_What is being asked:_
These entries are to be retyped in full, word for word.

[Records excerpted from a collection]
--------------------------------------------------

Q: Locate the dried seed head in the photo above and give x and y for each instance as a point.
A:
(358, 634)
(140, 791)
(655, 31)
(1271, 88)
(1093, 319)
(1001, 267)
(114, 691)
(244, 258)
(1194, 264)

--------------------------------------------------

_Response area:_
Q: Locate the dried seed head in the photo above and give x and y for each instance as a point.
A:
(358, 634)
(140, 791)
(655, 31)
(1271, 88)
(1093, 319)
(1001, 267)
(114, 691)
(244, 258)
(1194, 264)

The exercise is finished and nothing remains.